* [EXERCISE PASSAGE]:
The Sputnik school is the result of an experiment of the local government of Copenhagen. Nine years ago they started a project to realize the right to education for several children who had dropped out of school and for whom there was no good alternative. These are young people with very serious mental issues, who might otherwise be in a mental hospital.
In the location we saw, they educate the children who are more introvert (suffering from depression, schizophrenia, anxiety disorder, etc). There is another location where they educate the children who are more extrovert.
The facilty is open to children age 13-17. There is one teacher for every three students. Each teacher picks three students who are then his "favorite people". The teachers function as teachers, social workers and therapist in one, in addition to regular external support.
The 32 students all have a personal space in a small shared room, such as you see above. Teaching and therapy take place in informal settings.
The facility is expensive (about € 5000 per month), but very effective; in the end many of the children find their way into the regular education system and/or into employment. The key to the success is the flexibility of the teacher and the school system. One of the things that works is that they have a car service and go to great lengths to get the children to school and create a safe environment. If necessary, they visit the house of a child who has been signed up. The child might hide under the blanket in its room. The teachers they will just sit on the bed and say "we are staying 10 minutes today". Then they come back the next day and stay for 15 minutes etc, until the children are ready to go to school. Another child who could not learn in a group setting was taught by a teacher in a car for 6 months.

* [AVAILABLE DATA]:

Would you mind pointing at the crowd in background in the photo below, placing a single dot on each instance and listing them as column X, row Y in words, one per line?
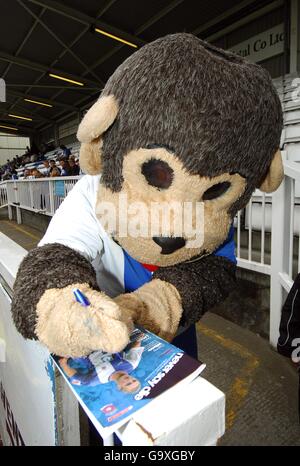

* [QUESTIONS TO ANSWER]:
1. According to the Sputnik school passage, how many students does each teacher have?
2. Please supply what comes next in the Sputnik school passage, starting right after its final sentence.
The listing has nothing to do with the Sputnik school passage.

* [ACTIVITY ANSWERS]:
1. Each teacher has three students.

2.
Their idea is that these children have already been forced to do all sorts of things in the school system and this is part of the reason why they dropped out. One of the most important goal of the facility is to stress down these children.
The Sputnik school is where these drop-outs get a new start. The teachers take children by the hand and create new narratives (such as "I can see you are a fighter"). Very rarely they find that they cannot work with some children. They live by the rule that "we can't expel children for a reason that we knew already when we decided to accept the student in the school".
Financially, Sputnik is a private educational institution. Children who are signed up are paid for by the local government, on the basis of a year contract. Even though it is an expensive facility, they argue that on the long term it saves money as they invest in children who would otherwise never contribute to society.